> RECORDS SHOWN
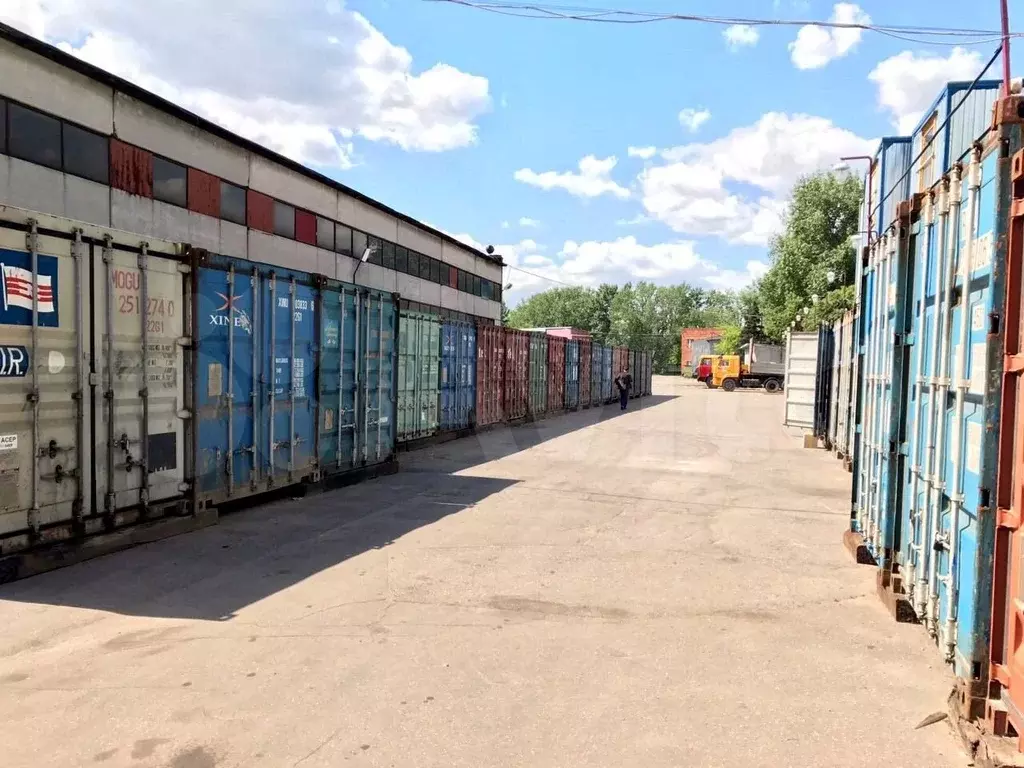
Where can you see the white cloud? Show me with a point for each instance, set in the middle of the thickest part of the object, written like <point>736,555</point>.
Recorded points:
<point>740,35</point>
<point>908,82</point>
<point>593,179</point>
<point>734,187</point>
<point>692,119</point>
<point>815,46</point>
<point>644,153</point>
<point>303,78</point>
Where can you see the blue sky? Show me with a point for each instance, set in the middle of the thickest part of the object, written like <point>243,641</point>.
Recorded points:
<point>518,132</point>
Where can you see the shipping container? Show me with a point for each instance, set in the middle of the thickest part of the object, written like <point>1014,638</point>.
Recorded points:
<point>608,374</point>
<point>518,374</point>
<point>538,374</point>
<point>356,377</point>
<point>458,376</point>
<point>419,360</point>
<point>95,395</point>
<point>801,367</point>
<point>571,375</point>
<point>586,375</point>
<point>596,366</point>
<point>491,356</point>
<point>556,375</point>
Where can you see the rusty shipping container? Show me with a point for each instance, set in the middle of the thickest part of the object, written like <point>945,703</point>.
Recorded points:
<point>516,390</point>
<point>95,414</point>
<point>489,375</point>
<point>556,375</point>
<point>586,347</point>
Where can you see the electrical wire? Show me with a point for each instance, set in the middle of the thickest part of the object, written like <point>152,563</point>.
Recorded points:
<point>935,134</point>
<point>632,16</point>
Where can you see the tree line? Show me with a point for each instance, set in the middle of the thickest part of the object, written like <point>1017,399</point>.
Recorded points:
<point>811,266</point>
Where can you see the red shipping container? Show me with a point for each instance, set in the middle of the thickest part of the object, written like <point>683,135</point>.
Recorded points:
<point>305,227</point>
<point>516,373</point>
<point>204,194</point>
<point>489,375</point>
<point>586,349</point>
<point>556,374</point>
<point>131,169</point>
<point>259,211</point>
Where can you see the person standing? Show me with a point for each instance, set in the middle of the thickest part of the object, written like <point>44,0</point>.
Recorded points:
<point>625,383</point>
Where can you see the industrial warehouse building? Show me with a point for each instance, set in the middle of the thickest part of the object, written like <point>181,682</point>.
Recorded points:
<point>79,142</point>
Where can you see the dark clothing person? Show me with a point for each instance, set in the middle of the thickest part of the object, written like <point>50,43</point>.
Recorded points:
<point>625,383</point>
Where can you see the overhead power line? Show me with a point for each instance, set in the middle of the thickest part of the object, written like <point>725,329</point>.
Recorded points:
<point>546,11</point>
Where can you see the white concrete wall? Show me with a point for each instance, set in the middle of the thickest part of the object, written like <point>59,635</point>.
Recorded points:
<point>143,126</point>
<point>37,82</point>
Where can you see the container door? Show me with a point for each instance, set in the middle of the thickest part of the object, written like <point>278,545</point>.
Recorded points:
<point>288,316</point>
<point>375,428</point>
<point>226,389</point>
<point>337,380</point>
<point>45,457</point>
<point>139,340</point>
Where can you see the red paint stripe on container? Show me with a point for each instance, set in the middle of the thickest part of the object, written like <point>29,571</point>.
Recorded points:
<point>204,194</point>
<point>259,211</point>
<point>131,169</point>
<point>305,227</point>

> WHAT TO WORK ON
Read through the entries and copy every line that includes "white".

> YOUR SOLUTION
Where can you see the white cloud? Show me with a point for each instance, set in the middle of the thickest part of the object, written like <point>736,555</point>.
Where can you see the white concrete wall? Show me with a point for each instance, set in the middle of the thickest part of the object, written like <point>59,635</point>.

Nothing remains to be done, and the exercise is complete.